DOCUMENT EXTRACT:
================

I use a great deal of historical market data in my writings. This has ramped up even more than usual during the bear market.
Invariably, these posts have been met with the following comments:
Ben, you can’t compare this time to past markets. History doesn’t apply here because the economy has never completely shut down due to a pandemic. This is uncharted territory.
I get it. These statements are true. We’re living in unprecedented times.
I don’t know for sure that the economy will re-start again someday and get back on trend. I don’t know for sure how people’s behavior will be impacted when this is all over. I don’t know that stocks will react as they have in the past following brutal bear markets.
But this doesn’t mean history is useless.
On the contrary, studying history is more important than ever during a crisis. Here’s how understanding history can be helpful even during an economic calamity the likes of which we’ve never seen before:
History provides context, not answers. Understanding financial market history will never tell you what happens next. That’s why they’re called back-tests, not front-tests.
History does, however, allow you to explore the range of past outcomes to be able to apply what has happened before to the current situation.

================

DESCRIPTION OF THE TASK: Summarize the piece on using market history during an unprecedented crisis in two sentences.

DATASET SECTION:

================

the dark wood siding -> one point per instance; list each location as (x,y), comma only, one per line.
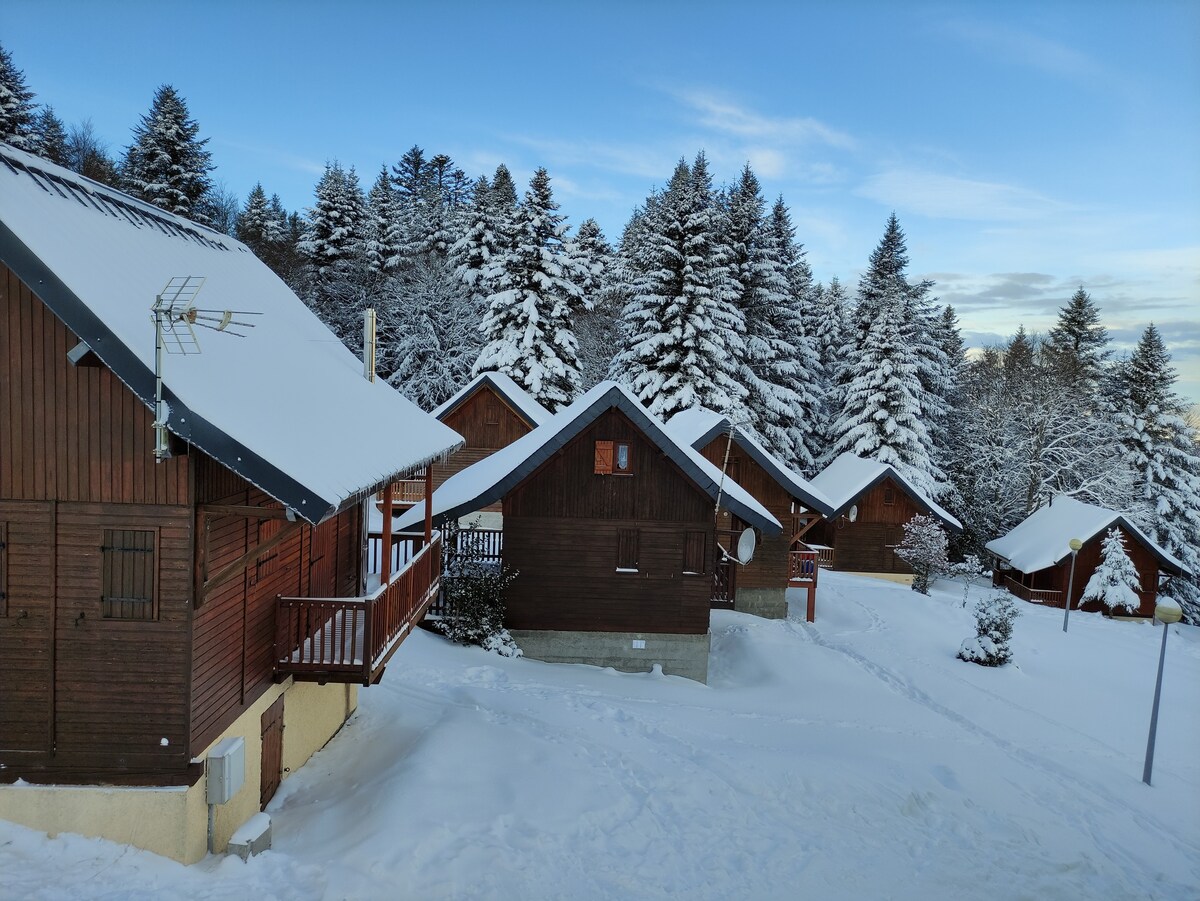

================

YOUR SOLUTION: The writer, who relies heavily on historical market data, acknowledges readers' objection that a pandemic shutdown of the economy is uncharted territory, and admits to not knowing how the economy, people's behavior, or stocks will respond. Even so, the writer argues that studying history matters more than ever during a crisis, because it provides context rather than answers and lets investors explore the range of past outcomes to apply to the current situation.